TASK DIRECTIONS: Leave out the pictures. Return every record otherwise untouched.

(Point localization data)
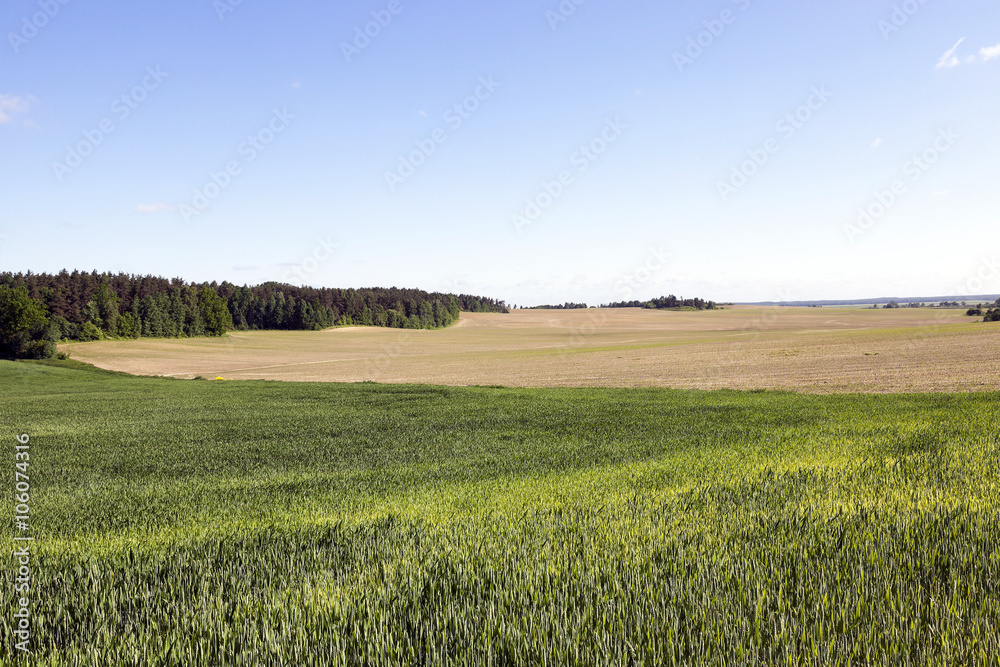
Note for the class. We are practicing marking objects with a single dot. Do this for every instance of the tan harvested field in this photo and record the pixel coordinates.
(800, 349)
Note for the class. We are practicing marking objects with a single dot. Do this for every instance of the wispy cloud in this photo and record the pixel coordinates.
(13, 105)
(990, 52)
(949, 59)
(952, 59)
(158, 207)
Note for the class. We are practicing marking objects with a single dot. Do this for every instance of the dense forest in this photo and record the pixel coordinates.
(91, 306)
(666, 302)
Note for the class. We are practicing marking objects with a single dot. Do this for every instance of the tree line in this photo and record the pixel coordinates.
(988, 315)
(37, 310)
(666, 303)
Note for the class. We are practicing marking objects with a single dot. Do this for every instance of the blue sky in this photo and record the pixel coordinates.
(599, 151)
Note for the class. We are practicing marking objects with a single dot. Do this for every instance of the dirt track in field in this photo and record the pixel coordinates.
(801, 349)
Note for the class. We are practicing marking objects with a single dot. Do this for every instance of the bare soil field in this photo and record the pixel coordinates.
(799, 349)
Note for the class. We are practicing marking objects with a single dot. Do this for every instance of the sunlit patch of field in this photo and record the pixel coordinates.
(801, 349)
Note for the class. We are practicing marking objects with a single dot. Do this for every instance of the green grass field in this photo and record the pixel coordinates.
(264, 523)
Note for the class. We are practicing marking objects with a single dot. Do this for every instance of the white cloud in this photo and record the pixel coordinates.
(949, 59)
(990, 52)
(158, 207)
(11, 105)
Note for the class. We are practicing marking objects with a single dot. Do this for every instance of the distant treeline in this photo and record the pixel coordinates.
(989, 315)
(89, 306)
(565, 306)
(666, 302)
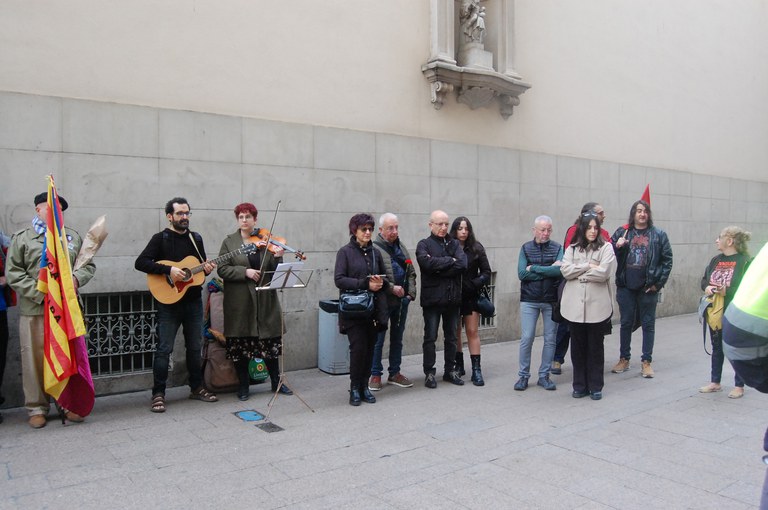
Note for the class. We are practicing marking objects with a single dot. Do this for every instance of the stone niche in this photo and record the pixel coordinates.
(472, 54)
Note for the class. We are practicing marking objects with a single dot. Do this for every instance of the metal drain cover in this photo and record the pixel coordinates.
(269, 427)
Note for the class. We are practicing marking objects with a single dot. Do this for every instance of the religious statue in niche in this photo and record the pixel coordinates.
(472, 20)
(472, 24)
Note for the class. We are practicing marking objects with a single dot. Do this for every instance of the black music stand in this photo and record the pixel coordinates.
(287, 275)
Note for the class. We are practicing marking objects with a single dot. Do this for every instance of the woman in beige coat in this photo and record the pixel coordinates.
(587, 305)
(252, 319)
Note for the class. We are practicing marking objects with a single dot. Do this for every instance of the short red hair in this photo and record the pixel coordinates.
(246, 207)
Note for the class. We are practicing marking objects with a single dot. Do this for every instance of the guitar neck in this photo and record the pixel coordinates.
(244, 249)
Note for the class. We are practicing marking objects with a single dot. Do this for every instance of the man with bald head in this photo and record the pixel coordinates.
(442, 262)
(400, 272)
(539, 271)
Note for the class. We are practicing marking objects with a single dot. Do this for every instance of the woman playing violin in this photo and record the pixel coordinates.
(252, 319)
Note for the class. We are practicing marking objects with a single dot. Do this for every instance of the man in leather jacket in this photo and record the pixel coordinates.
(442, 262)
(644, 258)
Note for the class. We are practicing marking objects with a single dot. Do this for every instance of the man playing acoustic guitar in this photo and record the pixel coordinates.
(165, 256)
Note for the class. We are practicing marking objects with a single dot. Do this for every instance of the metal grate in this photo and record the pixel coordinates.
(122, 332)
(490, 322)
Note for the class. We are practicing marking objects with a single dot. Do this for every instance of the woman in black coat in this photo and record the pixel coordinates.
(478, 273)
(359, 266)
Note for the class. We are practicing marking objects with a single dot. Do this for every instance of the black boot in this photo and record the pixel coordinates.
(354, 395)
(477, 375)
(243, 379)
(460, 363)
(273, 366)
(366, 394)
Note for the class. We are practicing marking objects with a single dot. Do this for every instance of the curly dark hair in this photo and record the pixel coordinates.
(580, 236)
(360, 220)
(634, 210)
(471, 242)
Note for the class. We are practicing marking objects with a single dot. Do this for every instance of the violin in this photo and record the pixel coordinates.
(260, 236)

TASK RESPONSE:
Note for the class. We are practicing marking objects with a single dot. Do this for every instance of the tan harvested field in this photo and record the pixel coordinates.
(800, 349)
Note for the class. We are practicing marking objects with a single dot. Do this for every instance of the wispy cloud in this photo and record the pixel coordinates.
(13, 105)
(990, 52)
(949, 59)
(952, 59)
(158, 207)
Note for the class. We are practicing marking objects with a single dot. Do this for every instance of the dense forest in this photo and record the pixel coordinates.
(91, 306)
(666, 302)
Note for the class. We are practicing marking objects with a single dot. Do this for every instance of the tree line in this photo and record the pixel coordinates.
(988, 315)
(37, 310)
(666, 303)
Note for the class. We are practicing marking objects with a single dot. Do this for every instance of the blue sky in this photo and record the pixel coordinates.
(599, 151)
Note for the class. We are practicing marking objects with a single dot. Do this for every instance of the dirt track in field in this photo and record the pixel coordinates.
(801, 349)
Note for the class. We are practicing marking objects with a single dot. Do this for every instance of the bare soil field in this photo and record the pixel coordinates.
(799, 349)
Note for the class. We are practicing marking objects with a single dot. Do this for every instance of the sunlit patch of field in this photo and record the pixel coordinates.
(801, 349)
Note for the class. We are practicing marking objects with a single dot. Do this for every instance of the green grass field in this photo and record the pixel coordinates.
(264, 523)
Note for the class. We are practicing marking objects with a single dot. Do this for every instance of the white cloud in this photo and record the pixel coordinates.
(949, 59)
(990, 52)
(158, 207)
(11, 105)
Note for the class. We are practicing marking objects with a single dot. Do this for every instance of the distant treeline in this photo and record the pixel coordinates.
(989, 315)
(89, 306)
(565, 306)
(666, 302)
Note for the class. We are practicing marking objects with a single dot. Do this for every instance of the stone niche in this photo and record the pixel coordinates.
(472, 54)
Note for the class. We are practicing marking objects with a single dot. Do this for every instance of the metal drain cover in this photo and record the pixel coordinates.
(269, 427)
Note for the class. We are practicing marking objects with a single dot. Do this for every instance of the religious statue in niche in this photo and record the pixel coordinates.
(472, 20)
(472, 24)
Note for the class. We are practicing marking objects with a single dot. Do this for every instance of the black music stand in this photo and record the pixel coordinates.
(287, 275)
Note for the class. We are practicing marking objects with a single dot. Do this for every instance of the woman in beige coat in this photo and record the pixel coordinates.
(587, 305)
(252, 319)
Note for the class. We are practicing marking objects with a single dot. Do this for every instance of the short red hair in this photo and record the pixel coordinates.
(246, 207)
Note for the class. We are practicing marking objects with a single dot. Do this for every instance of the guitar neck in this photo and record the pixel coordinates.
(244, 249)
Note for the class. We are practicing marking objects with a single dot. Do this for every instance of the man with bald head in this photo and record the pixel coordinates.
(442, 262)
(400, 272)
(539, 271)
Note for the class. We are practicing marking objects with a single dot. Do this for every instance of the woman playing violin in this photo and record the pixel coordinates.
(252, 319)
Note for the class. We are practicing marking objects with a single dot. Do this for every instance of the man in leather jacket in this photo and record the pixel coordinates.
(442, 262)
(644, 258)
Note for the class. We are practicing marking objects with a single dot. Do this for every instance of the man playing acoustic guitar in this photo and record the pixel coordinates.
(165, 256)
Note for the class. We are practicing marking objects with a single dot. Do this for every instance of the metal grate in this photo and record the pixel coordinates.
(122, 332)
(490, 322)
Note for the class. We are practicing marking objects with a single dot. Do this for every instance of the woman in black coat in this photo and record the pixel coordinates.
(478, 273)
(359, 266)
Note for the class. We are practicing marking objects with a single dot. Do this for every instance of the black boot in this photo and record the pixel coordinates.
(354, 395)
(477, 375)
(243, 379)
(460, 363)
(273, 366)
(366, 394)
Note for the class. We are practicing marking objects with a single dot. Do this for every instance of the curly dark hair in this photo and record the pixel coordinates.
(580, 236)
(360, 220)
(634, 210)
(471, 242)
Note for the class. We are practicing marking objects with a single dot. Do this for every instance of the violin in this photo and record the pixel coordinates.
(260, 236)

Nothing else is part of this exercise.